> _Aim_
Pick out each line in the items below that contains the word "glove", and copy those lines.

[Collection entries]
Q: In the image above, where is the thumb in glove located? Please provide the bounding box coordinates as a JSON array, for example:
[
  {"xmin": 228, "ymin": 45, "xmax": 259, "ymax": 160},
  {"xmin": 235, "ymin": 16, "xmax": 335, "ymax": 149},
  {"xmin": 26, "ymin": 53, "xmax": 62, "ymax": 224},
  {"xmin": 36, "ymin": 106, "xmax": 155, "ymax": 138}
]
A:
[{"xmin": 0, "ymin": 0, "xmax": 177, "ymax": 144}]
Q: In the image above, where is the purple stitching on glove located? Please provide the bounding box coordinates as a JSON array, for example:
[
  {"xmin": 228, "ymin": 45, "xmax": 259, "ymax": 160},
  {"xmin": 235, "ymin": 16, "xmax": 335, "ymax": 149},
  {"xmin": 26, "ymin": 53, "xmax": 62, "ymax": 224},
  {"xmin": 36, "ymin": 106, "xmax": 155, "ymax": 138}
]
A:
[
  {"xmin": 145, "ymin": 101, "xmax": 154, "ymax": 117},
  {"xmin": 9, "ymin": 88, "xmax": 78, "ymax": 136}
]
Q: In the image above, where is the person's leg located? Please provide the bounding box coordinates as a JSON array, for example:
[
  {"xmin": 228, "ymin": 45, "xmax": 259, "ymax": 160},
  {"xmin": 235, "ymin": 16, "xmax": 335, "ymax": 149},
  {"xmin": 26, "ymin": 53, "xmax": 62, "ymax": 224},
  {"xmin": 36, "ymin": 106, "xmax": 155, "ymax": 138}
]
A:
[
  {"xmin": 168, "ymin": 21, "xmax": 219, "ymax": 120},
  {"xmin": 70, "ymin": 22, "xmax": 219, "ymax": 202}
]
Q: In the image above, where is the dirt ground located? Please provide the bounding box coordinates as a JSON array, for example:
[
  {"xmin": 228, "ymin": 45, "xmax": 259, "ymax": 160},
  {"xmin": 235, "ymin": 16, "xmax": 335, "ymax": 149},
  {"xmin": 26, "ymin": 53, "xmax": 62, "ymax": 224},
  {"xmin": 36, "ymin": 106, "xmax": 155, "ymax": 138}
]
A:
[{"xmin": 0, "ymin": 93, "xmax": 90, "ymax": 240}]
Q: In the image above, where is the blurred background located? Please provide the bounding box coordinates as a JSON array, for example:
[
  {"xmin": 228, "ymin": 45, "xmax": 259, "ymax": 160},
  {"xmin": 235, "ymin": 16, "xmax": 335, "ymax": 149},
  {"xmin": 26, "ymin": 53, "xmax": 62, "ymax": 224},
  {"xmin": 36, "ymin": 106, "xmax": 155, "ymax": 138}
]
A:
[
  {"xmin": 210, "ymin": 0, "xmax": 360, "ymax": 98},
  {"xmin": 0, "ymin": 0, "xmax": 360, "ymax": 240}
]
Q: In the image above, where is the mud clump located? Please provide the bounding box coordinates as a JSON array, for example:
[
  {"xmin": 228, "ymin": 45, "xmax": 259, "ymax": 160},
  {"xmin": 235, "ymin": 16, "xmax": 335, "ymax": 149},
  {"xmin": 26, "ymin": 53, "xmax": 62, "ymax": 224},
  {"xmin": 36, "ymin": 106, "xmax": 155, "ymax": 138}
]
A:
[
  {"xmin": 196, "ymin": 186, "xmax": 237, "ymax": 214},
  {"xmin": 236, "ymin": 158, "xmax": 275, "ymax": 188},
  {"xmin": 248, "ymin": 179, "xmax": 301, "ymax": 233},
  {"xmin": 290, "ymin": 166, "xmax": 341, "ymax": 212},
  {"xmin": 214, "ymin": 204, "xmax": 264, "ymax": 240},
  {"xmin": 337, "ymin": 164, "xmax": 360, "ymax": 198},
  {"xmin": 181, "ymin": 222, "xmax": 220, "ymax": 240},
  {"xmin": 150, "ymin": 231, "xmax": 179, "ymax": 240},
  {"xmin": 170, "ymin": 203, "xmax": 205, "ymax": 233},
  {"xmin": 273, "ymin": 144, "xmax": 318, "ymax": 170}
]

==

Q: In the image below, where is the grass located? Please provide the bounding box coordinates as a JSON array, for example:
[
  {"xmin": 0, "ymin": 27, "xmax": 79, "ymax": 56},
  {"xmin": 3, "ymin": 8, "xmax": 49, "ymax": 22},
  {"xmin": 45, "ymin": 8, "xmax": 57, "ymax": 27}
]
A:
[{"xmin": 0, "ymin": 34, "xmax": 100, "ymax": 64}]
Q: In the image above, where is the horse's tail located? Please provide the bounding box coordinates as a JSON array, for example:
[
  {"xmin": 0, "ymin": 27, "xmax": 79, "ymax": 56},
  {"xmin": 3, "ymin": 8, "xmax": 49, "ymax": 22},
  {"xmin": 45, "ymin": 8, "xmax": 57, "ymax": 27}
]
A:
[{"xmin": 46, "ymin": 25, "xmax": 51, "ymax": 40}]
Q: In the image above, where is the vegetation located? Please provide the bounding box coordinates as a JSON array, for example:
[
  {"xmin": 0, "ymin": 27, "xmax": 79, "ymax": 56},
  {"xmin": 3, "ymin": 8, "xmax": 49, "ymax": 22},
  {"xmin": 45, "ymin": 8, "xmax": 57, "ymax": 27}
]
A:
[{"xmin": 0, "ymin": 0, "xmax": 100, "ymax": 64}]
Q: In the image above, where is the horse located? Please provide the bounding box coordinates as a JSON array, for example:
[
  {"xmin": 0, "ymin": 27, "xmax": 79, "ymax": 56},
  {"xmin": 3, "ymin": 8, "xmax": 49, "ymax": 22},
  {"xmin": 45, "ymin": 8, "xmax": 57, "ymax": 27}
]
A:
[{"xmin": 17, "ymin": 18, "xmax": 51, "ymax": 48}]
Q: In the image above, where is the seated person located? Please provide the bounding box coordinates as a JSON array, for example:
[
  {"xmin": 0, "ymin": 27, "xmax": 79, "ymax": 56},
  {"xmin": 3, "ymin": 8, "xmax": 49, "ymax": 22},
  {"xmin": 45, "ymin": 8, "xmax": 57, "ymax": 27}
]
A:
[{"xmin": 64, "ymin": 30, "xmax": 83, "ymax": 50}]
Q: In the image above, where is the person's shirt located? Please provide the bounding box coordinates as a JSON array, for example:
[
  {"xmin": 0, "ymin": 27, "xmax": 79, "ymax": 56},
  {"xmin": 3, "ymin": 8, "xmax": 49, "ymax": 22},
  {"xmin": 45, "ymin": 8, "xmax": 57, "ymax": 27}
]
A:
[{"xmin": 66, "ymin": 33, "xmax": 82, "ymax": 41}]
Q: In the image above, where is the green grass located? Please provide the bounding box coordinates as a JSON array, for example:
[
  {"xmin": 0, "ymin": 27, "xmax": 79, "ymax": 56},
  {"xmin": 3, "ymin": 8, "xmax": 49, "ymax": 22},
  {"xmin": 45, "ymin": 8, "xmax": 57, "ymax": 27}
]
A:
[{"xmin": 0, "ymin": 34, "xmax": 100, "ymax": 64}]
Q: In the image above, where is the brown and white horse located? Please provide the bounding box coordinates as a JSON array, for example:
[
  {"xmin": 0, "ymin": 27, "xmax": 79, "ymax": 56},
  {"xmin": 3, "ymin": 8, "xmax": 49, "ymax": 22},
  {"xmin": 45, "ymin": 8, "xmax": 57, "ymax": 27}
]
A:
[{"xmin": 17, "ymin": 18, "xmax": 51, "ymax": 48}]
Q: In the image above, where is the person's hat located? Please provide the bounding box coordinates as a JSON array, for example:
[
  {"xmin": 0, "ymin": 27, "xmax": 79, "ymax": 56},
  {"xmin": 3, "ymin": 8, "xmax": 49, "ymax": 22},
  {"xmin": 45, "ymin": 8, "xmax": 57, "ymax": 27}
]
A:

> _Response below_
Q: In the image above, where is the thumb in glove located? Please provide the bounding box coordinates as a JSON array, for example:
Q: In the image above, where is the purple stitching on glove located? Please provide the bounding box coordinates as a JSON array, for example:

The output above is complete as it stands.